■ Text excerpt:
☆ ☆ ☆ ☆ ☆ ☆ ☆

CLASSIC: How is this MY fault?

Posted by kozemp on November 22, 2011

On my way to work every morning there is a light – at Ryan Avenue and the Boulevard, for those inexplicably keeping track of my route to work – that I have actually successfully driven through without stopping I believe four times in my entire life. It’s one of those weird things. It’s an intersection I end up at approximately 800 times a week, since you have to go through it to go essentially anywhere that isn’t Center City. And I always get stuck at it. It’s one of those things you get used to.

This morning, for whatever reason – Monday is usually the lightest traffic day of the week – the wait at the light was much, much longer than usual, stretching back a solid three blocks. While I was sitting there, for some reason, I had a flashback to another time I was sitting in traffic, although that one was much more weird and scary.

Many years ago me and a friend of mine, let’s call him… say… “Patrick” decided to go to Boston for a long weekend to visit a friend of ours who had recently moved there. For some reason – this part is hazy, it may have possibly been because I didn’t have a car at the time – Patrick was going to drive us up there on a Friday afternoon. This was a spectacularly bad idea for any number of reasons, the foremost among which is that Patrick was (and to an extent still is) completely incapable of successfully driving anywhere without laser-guided telemetry to get him there. The first time he tried to go to my house when we were in college he ended up at a bowling alley 21 miles past my house. TWENTY ONE MILES.

Boston, if you’ve never driven it, is roughly a six hour drive from here. Patrick picked me up at noon. We arrived at our friend’s apartment on Beacon Hill at 10:30PM.

Here’s how you make it take ten and a half hours to get to Boston:

First, you have someone drive you who, I am fairly certain, cannot always discern their right from their left. Then you have this person make only a cursory glance at a road atlas and think that this road here, yeah, 95, sure, that can take us the whole way, right?

So, instead of taking (if I’m remembering correctly) the New Jersey Turnpike up PAST New York City to… the Merritt Parkway? I honestly forget… you take the Turnpike INTO New York City and try to cross the GW and hack your way through the Bronx and suburban Connecticut on 95. Now years before we had them here they had those giant LCD signs on 95 in Connecticut, and once we get across the GW (elapsed bridge time: 45 minutes) and finally get moving, the sign says “HEAVY TRAFFIC APPROACHING DARIEN, CT”

When we see that sign Patrick begins rummaging in the space behind the seats with his right hand. Eventually he pulls out a map and says words that, to this day, echo in my nightmares:

“Find us a better way.”

I find what I think is a way for us to get to the Merritt Parkway without undue distress. This, of course, does not happen. After taking the first exit we can, Patrick first turns west, i.e. AWAY from Boston, and after much screaming we finally make it onto this OTHER highway which is, of course, at a dead stop.

“This is all your fault,” Patrick says.

“How is this MY fault?” I neglect to mention that the actual route entirely is my fault, but it’s inconsiderate to distract the driver.

“We were MOVING on 95,” Patrick says.

“Fucking turkeys,” I say.

“I, ah… I’ve never heard traffic described that way.” Patrick sounds confused.

☆ ☆ ☆ ☆ ☆ ☆ ☆

■ What you have to do:
Answer these questions about the post on the drive to Boston, using only what it says:
1. How many times does the writer believe they have driven through the light at Ryan Avenue and the Boulevard without stopping?
2. How far past the writer's house was the bowling alley where Patrick ended up on his first attempt to drive there in college?
3. What time did Patrick pick the writer up, and at what time did they reach their friend's apartment on Beacon Hill?

■ Dataset extract:
☆ ☆ ☆ ☆ ☆ ☆ ☆

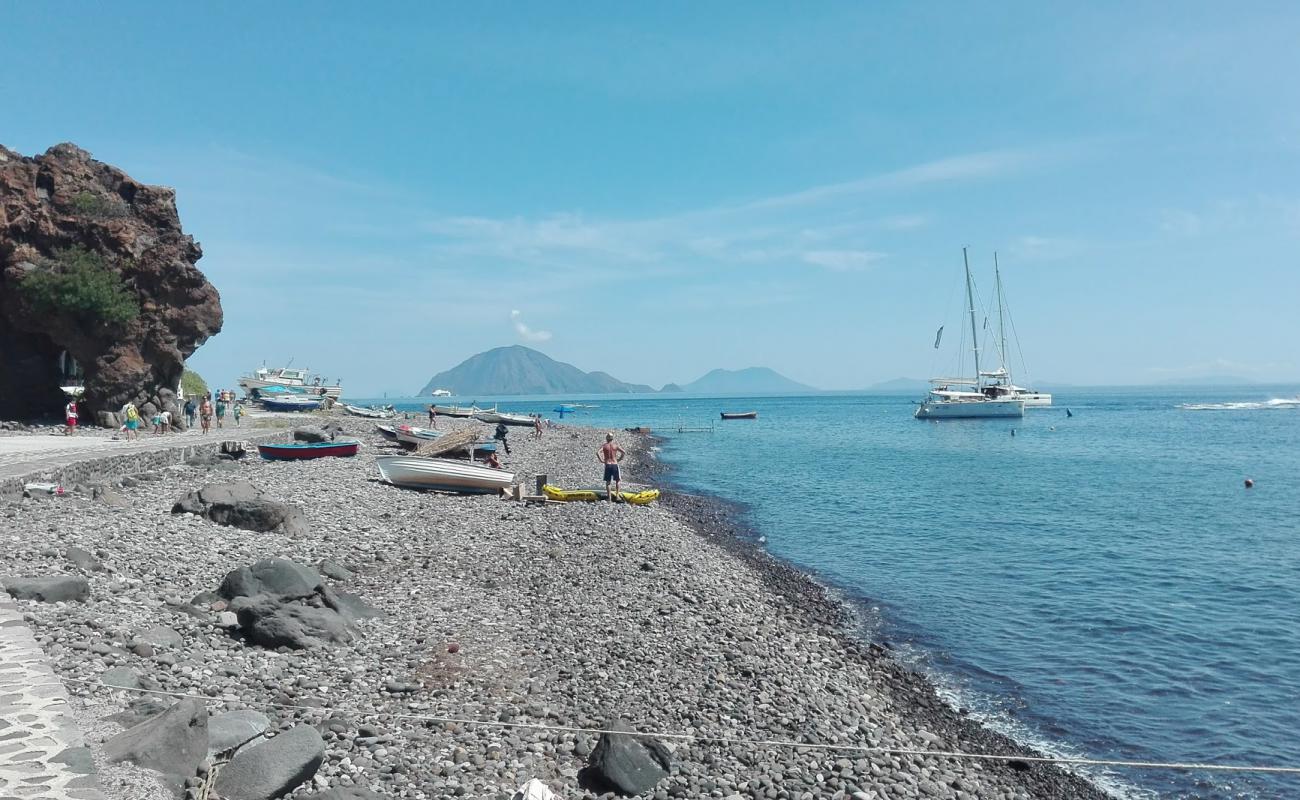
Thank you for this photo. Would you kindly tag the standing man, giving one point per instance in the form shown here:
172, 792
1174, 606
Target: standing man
610, 455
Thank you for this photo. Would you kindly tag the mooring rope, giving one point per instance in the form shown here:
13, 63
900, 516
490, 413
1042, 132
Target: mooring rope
728, 740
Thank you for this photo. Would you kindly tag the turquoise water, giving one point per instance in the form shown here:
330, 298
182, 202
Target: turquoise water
1103, 584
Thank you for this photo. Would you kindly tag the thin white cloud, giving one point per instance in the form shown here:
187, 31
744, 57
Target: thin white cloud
527, 333
843, 260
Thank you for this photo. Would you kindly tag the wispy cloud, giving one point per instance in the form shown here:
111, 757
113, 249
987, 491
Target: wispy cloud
527, 333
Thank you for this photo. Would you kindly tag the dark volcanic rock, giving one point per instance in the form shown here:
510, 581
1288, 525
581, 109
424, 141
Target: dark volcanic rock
56, 588
273, 622
273, 769
625, 762
242, 506
174, 742
65, 199
271, 576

☆ ☆ ☆ ☆ ☆ ☆ ☆

■ Output:
1. Four times.
2. 21 miles.
3. He picked the writer up at noon, and they arrived at 10:30PM.